# WORK INSTRUCTION
The response must contain every line of the records that follow, duplicated exactly.

# MATERIAL FOR THIS EXERCISE
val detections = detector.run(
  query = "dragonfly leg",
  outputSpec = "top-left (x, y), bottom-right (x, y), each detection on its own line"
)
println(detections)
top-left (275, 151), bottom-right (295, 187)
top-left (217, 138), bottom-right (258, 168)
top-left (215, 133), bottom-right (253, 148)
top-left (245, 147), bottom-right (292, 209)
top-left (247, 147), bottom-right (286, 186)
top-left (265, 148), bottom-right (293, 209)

# SOLUTION
val detections = detector.run(
  query = "dragonfly leg",
  outputSpec = "top-left (x, y), bottom-right (x, y), each detection on its own line"
)
println(detections)
top-left (275, 151), bottom-right (295, 187)
top-left (217, 138), bottom-right (258, 168)
top-left (215, 133), bottom-right (253, 148)
top-left (245, 147), bottom-right (292, 209)
top-left (247, 147), bottom-right (286, 186)
top-left (265, 148), bottom-right (293, 209)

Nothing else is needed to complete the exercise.